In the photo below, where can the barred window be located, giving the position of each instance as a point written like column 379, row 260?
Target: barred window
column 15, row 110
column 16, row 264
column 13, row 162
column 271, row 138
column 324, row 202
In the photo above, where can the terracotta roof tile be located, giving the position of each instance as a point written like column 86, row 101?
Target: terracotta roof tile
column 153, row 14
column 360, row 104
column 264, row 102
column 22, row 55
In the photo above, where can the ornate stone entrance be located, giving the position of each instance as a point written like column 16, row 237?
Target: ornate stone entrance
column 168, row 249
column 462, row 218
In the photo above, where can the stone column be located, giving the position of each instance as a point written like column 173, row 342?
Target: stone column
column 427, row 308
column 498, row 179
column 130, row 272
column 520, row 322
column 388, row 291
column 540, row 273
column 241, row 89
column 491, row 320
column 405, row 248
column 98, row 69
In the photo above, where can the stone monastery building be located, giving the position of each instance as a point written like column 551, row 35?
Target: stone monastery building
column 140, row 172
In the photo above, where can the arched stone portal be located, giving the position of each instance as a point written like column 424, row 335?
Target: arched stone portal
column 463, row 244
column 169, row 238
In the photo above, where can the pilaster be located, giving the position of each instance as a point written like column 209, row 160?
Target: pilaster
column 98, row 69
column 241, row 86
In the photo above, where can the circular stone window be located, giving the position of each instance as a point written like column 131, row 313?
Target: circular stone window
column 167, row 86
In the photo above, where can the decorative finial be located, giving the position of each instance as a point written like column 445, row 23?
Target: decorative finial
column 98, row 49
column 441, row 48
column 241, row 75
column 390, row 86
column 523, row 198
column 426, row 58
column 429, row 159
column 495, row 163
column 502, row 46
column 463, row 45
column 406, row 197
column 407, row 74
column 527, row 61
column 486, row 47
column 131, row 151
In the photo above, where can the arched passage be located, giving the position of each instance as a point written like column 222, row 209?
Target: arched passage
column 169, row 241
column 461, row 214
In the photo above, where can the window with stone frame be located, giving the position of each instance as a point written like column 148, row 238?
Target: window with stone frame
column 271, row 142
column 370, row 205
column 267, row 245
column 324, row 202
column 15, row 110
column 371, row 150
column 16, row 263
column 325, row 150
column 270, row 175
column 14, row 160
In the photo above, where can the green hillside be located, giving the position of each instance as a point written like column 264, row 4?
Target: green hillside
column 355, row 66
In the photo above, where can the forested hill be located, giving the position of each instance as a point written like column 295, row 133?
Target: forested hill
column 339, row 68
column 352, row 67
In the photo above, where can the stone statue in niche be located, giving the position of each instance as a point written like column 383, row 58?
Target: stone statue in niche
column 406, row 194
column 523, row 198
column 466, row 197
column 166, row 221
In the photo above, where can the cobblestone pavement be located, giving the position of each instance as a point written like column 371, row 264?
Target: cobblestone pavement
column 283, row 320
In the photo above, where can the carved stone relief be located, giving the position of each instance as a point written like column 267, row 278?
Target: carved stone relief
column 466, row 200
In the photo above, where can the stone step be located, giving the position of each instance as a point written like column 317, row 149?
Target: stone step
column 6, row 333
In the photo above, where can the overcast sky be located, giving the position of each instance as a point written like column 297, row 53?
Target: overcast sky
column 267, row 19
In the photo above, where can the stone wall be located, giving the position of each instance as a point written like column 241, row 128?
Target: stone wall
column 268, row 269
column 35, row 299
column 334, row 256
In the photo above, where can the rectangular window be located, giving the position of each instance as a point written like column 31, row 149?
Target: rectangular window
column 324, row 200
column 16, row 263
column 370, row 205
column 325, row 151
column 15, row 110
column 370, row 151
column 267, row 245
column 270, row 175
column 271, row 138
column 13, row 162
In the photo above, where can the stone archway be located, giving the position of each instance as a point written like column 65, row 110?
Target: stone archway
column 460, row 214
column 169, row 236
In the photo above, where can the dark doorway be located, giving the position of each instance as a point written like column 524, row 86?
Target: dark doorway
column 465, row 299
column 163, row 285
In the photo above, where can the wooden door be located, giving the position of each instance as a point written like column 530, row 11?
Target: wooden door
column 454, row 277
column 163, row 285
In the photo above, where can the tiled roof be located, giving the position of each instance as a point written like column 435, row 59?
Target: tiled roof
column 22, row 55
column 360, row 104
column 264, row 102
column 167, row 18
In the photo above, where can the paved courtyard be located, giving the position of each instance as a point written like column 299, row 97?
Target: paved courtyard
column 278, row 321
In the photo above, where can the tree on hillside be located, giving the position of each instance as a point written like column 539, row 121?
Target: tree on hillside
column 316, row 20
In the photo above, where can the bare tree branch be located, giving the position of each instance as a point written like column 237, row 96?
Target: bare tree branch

##########

▸ **BRIEF**
Restate the line containing "Target: tiled roof" and every remaining line of the records word for word. Add nothing.

▸ **OUTPUT OF THE EXERCISE**
Target: tiled roof
column 22, row 55
column 360, row 104
column 264, row 102
column 167, row 18
In the photo above, where can the paved courtyard be located, giving the position of each instance as a point written like column 299, row 97?
Target: paved courtyard
column 278, row 321
In the photo above, where can the tree on hillside be located, giving the position of each instance as a point written like column 539, row 121?
Target: tree on hillside
column 316, row 20
In the photo above, where can the bare tree branch be located, giving the position of each instance as a point written like column 237, row 96?
Target: bare tree branch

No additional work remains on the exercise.